[Stored entries]
########################################
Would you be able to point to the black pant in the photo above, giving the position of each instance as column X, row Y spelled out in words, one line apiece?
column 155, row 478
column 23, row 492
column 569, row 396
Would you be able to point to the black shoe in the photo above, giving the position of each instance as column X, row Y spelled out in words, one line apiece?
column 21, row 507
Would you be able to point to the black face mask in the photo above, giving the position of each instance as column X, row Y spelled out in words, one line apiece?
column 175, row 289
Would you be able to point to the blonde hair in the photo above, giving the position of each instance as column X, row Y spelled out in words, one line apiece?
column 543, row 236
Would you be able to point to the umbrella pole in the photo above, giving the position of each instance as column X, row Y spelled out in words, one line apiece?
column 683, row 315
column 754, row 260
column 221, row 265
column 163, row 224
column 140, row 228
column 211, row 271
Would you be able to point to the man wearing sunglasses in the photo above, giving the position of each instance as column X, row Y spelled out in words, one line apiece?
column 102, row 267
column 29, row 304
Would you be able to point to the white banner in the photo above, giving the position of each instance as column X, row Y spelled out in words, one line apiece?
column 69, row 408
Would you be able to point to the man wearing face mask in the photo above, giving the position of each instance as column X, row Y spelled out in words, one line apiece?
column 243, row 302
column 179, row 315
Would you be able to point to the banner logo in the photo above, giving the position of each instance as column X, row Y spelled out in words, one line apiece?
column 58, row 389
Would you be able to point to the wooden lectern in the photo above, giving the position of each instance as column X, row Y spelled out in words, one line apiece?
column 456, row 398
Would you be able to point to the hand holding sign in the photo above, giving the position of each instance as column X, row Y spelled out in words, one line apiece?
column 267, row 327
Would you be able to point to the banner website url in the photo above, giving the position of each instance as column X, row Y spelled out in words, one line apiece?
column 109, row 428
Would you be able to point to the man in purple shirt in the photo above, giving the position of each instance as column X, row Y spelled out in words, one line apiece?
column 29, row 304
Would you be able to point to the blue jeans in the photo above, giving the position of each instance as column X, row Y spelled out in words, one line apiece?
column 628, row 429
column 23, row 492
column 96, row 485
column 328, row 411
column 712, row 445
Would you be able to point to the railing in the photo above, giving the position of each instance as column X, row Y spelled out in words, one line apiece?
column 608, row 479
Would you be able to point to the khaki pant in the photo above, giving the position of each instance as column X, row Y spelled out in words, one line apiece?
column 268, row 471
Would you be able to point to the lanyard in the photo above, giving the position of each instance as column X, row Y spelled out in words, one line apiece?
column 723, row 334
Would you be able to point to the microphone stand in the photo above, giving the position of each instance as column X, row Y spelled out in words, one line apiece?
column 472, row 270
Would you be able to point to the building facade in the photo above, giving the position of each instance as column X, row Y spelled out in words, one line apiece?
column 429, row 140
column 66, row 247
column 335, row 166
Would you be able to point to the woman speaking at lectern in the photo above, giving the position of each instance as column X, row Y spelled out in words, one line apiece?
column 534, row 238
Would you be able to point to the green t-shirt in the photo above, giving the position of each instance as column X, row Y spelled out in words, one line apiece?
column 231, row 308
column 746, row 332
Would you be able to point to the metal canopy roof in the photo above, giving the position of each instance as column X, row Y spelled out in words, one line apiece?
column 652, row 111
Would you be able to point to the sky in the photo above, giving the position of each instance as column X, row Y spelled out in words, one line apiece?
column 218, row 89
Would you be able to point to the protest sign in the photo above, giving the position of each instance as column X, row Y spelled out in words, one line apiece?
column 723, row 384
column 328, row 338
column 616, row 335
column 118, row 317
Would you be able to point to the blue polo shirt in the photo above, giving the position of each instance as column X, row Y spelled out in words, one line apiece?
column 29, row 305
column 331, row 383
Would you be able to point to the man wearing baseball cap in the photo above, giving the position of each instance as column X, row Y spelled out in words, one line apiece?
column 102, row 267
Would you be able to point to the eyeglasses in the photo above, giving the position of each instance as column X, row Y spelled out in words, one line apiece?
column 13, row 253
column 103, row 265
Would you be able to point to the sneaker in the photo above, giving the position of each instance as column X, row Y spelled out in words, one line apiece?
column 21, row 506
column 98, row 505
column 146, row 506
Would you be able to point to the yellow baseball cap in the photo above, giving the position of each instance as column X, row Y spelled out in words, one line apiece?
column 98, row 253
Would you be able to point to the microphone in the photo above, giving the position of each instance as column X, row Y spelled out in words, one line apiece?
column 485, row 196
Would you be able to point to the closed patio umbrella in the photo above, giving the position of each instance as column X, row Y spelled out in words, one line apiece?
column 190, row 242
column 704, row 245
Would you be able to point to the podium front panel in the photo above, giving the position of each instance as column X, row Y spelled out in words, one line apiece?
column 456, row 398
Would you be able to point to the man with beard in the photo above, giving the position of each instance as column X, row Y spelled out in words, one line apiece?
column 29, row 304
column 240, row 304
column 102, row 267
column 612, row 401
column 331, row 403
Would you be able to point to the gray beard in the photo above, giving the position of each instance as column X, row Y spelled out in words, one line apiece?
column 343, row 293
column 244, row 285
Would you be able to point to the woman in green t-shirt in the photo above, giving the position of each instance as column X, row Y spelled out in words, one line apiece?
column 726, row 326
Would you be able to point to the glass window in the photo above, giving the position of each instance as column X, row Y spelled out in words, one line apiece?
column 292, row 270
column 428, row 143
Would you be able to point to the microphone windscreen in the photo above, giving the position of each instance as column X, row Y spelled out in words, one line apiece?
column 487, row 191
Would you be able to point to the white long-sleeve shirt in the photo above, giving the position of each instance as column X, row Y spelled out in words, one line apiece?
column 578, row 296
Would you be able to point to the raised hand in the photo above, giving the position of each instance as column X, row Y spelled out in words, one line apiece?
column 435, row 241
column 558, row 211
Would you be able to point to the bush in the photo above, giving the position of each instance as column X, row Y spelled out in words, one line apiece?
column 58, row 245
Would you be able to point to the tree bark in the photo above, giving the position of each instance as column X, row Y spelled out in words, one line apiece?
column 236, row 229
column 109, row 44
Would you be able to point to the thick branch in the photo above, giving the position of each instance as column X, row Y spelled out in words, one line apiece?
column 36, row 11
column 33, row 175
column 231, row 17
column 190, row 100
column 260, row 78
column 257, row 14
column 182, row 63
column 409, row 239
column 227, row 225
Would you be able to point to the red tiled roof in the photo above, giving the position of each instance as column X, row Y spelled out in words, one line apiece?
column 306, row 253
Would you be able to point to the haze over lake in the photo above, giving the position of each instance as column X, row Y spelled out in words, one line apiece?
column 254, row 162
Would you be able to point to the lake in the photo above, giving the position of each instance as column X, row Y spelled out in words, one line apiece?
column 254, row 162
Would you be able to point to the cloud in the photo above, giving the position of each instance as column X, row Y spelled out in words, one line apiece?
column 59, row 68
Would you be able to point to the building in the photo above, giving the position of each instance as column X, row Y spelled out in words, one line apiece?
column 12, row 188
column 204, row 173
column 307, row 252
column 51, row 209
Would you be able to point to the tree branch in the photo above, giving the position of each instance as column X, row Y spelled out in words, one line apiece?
########################################
__Description of the task__
Please express the lines starting at the one that has "Would you be able to point to the tree bark" and ending after the one that has "column 109, row 44" as a two-column CSV headed text and answer, putting each answer in the same row as the line it belongs to. Quote every field and replace any line breaks with spaces.

__Reply to the exercise__
text,answer
"Would you be able to point to the tree bark in the photo above, giving the position of each instance as column X, row Y spelled out in words, one line apiece?","column 236, row 229 column 109, row 44"